Dudley House is a £104m council-led mixed-use development that aims to encourage a more diverse community in central London by tackling the critical shortage of affordable housing. How does it work?
Between 2002 and 2015, the population of city centres across the UK ballooned. In this urban renaissance, the city-centre population of Manchester and Leeds increased by about 150%; in Birmingham numbers rose by 163% and in Liverpool the step-up was a staggering 181%.
While the population of London rose to its highest historic level during this period and its city-centre population also increased accordingly, it did so by a relatively paltry 22%. Why? Central London’s stunted figure is clearly connected to the fact the district harbours some of the highest land and property values in the world. The capital as a whole is suffering from a lack of affordable housing provision, with this problem at its most acute in London’s hyper-expensive middle.
But the City of Westminster thinks it has found a solution. Dudley House is a £104m mixed-use development within Paddington Basin designed by architect Child Graddon Lewis. Unlike most of Paddington Basin, this is not an office-led scheme but incorporates 197 residential units mainly located in a 22-storey tower, a four-form entry secondary school for 840 pupils, a new retail unit and even a church.
We need diverse andnmixed communities, not just enclaves for the super-rich and ghettos for the poor
Nickie Aiken, City of Westminster
As well as being a prodigious example of mixed use in a dense inner-city location, Dudley House is significant for two further reasons. First, it is a council-led development and therefore represents the UK’s growing sector of resurgent council housing. Nearby Church Street and the renewal of Ebury Bridge Estate to the south of the borough are other examples, which are part of the City of Westminster’s drive to build more than 22,000 homes by 2040, 35% of which must be deemed affordable.
But second and perhaps more significantly, all 197 units are for intermediate rent, a chronically neglected housing sector in central London. As with affordable housing, definitions vary, but Westminster has classified intermediate rent as a maximum 80% of open market rent. Just 1.5% of the borough’s housing stock is classed as intermediate and there are more than 2,000 people on its intermediate housing waiting list.

- [SUPPLIED DATA]:

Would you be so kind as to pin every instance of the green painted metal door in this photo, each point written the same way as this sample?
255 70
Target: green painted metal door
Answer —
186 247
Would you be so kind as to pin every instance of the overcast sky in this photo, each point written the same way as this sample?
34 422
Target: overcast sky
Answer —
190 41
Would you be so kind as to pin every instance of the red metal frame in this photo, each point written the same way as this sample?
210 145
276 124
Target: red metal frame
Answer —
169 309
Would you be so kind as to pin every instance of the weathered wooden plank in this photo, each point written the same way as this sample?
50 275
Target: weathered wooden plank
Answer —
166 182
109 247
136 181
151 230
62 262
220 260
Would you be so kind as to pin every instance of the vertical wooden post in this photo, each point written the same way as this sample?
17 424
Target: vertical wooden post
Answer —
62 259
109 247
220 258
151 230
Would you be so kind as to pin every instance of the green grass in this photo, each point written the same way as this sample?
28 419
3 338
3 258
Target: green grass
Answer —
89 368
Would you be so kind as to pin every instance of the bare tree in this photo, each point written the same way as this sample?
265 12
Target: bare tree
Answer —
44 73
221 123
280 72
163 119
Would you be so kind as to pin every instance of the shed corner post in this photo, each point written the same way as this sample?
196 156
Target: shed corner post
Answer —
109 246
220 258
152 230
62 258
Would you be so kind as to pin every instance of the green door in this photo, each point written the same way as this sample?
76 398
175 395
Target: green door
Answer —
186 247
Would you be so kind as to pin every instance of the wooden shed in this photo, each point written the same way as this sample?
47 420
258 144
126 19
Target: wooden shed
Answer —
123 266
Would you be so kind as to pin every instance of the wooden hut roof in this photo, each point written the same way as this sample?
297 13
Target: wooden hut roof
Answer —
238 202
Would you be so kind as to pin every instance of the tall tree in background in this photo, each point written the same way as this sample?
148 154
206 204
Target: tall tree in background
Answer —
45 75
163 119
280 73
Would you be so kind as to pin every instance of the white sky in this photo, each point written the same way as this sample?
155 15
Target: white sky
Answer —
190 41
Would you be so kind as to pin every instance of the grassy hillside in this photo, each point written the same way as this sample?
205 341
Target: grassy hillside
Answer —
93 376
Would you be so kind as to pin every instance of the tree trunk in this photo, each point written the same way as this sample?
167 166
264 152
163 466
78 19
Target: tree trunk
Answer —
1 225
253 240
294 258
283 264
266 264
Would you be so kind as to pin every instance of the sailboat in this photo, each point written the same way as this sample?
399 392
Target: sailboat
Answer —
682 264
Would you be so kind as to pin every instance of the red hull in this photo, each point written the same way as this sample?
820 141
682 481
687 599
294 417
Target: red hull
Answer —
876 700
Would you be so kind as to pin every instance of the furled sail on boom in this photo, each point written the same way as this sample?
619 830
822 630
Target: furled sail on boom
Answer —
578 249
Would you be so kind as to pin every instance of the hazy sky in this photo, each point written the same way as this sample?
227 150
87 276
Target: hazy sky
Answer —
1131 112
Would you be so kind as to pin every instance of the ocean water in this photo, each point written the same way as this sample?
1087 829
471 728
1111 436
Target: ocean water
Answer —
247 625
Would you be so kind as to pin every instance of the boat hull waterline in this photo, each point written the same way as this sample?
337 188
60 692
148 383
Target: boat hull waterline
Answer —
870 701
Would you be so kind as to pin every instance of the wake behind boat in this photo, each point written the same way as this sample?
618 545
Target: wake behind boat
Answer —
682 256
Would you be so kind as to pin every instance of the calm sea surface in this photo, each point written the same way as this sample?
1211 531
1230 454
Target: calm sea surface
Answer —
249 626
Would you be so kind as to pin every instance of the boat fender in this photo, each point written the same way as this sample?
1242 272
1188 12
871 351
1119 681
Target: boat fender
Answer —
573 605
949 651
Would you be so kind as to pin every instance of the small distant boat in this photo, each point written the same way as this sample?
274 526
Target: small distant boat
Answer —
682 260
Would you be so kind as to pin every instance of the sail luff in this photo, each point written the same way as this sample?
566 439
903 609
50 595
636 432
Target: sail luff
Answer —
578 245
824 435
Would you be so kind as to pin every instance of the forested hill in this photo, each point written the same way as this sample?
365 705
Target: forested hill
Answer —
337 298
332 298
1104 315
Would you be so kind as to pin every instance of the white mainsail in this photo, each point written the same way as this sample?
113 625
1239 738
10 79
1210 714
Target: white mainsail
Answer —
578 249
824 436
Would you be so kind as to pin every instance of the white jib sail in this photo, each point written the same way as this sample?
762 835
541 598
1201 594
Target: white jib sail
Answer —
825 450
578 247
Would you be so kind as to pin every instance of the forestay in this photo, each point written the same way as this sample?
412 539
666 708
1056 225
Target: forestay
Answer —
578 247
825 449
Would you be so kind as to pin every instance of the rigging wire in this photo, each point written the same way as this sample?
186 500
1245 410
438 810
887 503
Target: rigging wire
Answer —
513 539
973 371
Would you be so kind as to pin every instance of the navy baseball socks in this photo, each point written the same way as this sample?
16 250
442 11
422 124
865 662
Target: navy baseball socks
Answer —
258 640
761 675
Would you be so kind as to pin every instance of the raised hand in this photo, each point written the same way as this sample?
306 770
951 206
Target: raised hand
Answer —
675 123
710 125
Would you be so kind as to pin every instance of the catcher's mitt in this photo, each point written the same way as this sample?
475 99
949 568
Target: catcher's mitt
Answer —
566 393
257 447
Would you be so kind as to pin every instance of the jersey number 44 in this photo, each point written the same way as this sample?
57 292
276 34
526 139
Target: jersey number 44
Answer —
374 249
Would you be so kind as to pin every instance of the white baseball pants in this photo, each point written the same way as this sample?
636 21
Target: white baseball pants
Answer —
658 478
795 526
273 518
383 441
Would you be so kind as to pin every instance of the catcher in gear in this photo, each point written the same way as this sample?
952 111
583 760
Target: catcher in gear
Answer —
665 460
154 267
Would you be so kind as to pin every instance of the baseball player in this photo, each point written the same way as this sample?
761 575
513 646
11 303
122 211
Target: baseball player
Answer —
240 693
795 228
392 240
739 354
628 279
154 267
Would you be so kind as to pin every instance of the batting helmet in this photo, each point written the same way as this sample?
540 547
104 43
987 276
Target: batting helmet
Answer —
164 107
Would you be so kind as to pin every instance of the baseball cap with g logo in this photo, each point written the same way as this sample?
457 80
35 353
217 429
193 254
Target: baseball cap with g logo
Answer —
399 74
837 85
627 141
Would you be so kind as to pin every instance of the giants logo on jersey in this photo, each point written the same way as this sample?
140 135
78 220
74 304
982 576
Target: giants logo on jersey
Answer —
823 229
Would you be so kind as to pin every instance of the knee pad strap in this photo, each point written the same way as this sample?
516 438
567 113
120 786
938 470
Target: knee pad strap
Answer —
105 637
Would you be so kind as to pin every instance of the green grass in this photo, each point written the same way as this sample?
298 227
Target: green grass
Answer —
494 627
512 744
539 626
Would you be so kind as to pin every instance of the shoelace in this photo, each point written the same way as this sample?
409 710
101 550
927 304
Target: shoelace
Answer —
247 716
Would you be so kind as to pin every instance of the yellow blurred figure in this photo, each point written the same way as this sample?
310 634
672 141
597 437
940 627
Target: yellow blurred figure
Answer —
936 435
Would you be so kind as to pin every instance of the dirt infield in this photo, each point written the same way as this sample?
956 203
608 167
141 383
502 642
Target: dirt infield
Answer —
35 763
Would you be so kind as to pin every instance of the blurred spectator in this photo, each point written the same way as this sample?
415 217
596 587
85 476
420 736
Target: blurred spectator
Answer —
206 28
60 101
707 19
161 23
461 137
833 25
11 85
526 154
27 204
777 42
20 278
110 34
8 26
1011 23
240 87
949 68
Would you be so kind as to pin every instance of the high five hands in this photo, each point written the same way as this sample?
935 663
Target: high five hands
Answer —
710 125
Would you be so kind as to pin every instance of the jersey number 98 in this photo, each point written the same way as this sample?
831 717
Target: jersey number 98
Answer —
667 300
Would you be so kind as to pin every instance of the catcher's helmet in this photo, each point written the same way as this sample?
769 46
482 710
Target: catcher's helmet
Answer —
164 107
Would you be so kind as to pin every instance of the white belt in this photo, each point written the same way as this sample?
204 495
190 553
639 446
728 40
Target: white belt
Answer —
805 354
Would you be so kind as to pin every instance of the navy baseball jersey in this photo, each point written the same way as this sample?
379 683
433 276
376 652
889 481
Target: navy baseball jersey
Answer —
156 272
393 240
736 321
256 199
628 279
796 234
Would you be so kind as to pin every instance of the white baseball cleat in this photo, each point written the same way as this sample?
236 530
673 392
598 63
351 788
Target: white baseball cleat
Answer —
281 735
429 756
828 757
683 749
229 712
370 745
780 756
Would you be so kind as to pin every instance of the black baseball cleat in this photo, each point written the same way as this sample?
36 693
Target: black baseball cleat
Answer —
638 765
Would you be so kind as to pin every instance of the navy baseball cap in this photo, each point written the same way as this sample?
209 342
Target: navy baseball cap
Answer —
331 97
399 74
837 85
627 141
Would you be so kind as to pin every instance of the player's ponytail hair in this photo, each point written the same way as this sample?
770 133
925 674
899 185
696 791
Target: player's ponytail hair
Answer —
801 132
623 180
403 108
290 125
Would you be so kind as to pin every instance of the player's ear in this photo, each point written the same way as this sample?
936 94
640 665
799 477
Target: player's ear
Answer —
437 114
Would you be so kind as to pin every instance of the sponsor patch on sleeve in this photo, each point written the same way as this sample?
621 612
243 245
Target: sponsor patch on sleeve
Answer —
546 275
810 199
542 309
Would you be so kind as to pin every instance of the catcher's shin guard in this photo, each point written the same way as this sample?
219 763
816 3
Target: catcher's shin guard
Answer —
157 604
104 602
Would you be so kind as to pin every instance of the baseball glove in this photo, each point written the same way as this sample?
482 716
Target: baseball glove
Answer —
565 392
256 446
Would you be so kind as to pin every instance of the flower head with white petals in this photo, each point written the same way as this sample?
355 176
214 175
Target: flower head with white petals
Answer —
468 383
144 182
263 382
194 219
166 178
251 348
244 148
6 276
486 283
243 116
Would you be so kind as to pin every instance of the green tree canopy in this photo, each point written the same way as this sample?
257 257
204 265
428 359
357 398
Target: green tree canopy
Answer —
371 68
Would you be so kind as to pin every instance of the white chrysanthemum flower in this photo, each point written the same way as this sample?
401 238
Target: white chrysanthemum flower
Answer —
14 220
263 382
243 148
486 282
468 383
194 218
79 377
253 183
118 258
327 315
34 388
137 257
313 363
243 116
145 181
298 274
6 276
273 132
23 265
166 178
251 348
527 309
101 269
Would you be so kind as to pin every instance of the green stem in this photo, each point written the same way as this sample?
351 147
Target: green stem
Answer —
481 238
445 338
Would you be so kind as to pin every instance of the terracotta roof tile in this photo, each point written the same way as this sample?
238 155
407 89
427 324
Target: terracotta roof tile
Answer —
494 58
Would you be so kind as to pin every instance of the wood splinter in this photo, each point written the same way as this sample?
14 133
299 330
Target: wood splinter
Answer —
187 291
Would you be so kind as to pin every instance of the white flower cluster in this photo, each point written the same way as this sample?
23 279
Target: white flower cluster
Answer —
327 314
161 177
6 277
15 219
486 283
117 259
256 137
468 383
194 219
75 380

- [GOAL 1]:
In the Dudley House article, what maximum share of open market rent does Westminster use to classify intermediate rent?
- [GOAL 2]:
Pick out and copy every line in the entries that contains the string "tall".

- [COMPLETE ANSWER 1]:
A maximum of 80% of open market rent.

- [COMPLETE ANSWER 2]:
Would you be so kind as to pin every instance of the tall tree in background in this photo, each point written the same way as this sample?
Target: tall tree in background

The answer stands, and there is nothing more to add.